EXERCISE BRIEF
Rewrite everything in the data from the line containing "the handrail, imagine" down to the line containing "[[62, 151], [62, 156]]", both lines included, with every coordinate in the answers offset by -81. Keep all other text on those lines unchanged.

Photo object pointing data
------------
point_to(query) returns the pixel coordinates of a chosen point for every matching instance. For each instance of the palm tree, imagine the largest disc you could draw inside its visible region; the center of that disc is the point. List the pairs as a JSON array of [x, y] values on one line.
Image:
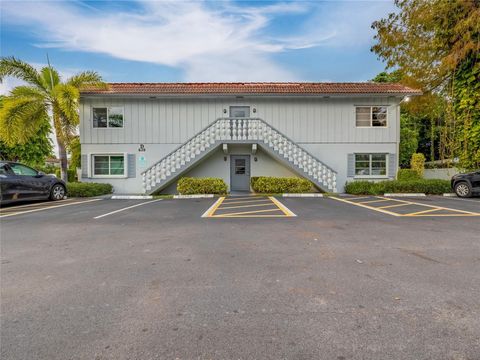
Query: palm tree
[[45, 97]]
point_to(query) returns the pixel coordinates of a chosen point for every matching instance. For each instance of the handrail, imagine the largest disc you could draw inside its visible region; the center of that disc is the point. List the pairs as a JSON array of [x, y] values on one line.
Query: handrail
[[235, 118], [179, 147]]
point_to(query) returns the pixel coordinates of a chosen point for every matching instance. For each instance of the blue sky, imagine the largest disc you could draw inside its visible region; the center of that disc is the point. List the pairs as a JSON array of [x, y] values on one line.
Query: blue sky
[[150, 41]]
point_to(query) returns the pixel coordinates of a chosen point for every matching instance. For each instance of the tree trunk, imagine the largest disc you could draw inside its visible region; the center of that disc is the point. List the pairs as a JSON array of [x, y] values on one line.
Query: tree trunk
[[62, 151], [62, 156]]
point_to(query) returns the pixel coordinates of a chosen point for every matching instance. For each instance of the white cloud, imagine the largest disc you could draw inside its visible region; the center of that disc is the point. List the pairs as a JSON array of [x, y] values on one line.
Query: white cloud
[[9, 83], [209, 41], [218, 39]]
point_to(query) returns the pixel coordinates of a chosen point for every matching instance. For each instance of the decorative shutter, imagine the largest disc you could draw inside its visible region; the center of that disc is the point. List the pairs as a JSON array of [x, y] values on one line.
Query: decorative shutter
[[392, 166], [351, 165], [132, 166], [84, 166]]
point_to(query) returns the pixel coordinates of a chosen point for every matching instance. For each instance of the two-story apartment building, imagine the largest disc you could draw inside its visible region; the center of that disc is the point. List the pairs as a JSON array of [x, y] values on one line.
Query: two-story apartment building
[[142, 137]]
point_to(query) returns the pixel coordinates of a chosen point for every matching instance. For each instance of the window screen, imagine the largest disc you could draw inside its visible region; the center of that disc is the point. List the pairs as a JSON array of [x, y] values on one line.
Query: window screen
[[239, 111]]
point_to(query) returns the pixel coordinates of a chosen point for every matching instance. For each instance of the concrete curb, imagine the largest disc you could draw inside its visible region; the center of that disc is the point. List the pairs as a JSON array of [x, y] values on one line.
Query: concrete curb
[[302, 195], [131, 197], [405, 195], [195, 196]]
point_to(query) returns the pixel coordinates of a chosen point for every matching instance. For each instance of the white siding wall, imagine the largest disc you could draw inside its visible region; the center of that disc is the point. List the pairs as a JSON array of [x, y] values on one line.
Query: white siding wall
[[173, 121], [324, 127]]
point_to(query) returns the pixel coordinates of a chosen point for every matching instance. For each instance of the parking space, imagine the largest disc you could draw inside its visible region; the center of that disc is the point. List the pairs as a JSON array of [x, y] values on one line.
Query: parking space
[[430, 207], [107, 278], [248, 207], [32, 207]]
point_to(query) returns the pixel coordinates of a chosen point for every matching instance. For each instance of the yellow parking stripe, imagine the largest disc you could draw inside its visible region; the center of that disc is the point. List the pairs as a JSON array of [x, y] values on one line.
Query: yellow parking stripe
[[248, 212], [372, 201], [282, 207], [241, 206], [362, 197], [366, 206], [214, 207], [423, 212], [431, 208], [390, 206], [245, 201], [222, 205]]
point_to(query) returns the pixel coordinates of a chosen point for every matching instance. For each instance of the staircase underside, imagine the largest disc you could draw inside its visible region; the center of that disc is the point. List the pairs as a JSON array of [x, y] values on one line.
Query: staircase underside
[[237, 131], [204, 155]]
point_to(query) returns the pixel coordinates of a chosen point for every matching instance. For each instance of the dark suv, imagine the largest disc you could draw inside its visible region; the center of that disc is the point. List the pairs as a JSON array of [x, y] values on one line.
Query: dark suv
[[466, 185], [19, 182]]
------------
ANSWER FOR THE TASK
point_to(query) returns the pixel coordinates of a chosen point for every matching instance. For each instance of the handrail, imagine the largest disc you could draw inside its visible region; the center of that disc is the point. List the pairs as a JSON array of [x, y] values on one line.
Query: handrail
[[154, 37], [98, 66]]
point_to(query) returns the pixel coordinates of a chosen point for every matching instance. For each instance of the blue sky, imagine the largest disc you could draw inside its visible region; the center of that disc is the point. List the pairs as a JSON array of [x, y] values on one line.
Query: blue sky
[[69, -40]]
point_to(query) returns the pixel coordinates of a chosen point for every matching instance. For each instance of the tree trunk, imagine the largest disc you could draw inside its visible region; the center of that disc is the point. List the pairs as a JSON array of [x, y] values on one line.
Query: tree trunk
[[-19, 70], [-19, 75]]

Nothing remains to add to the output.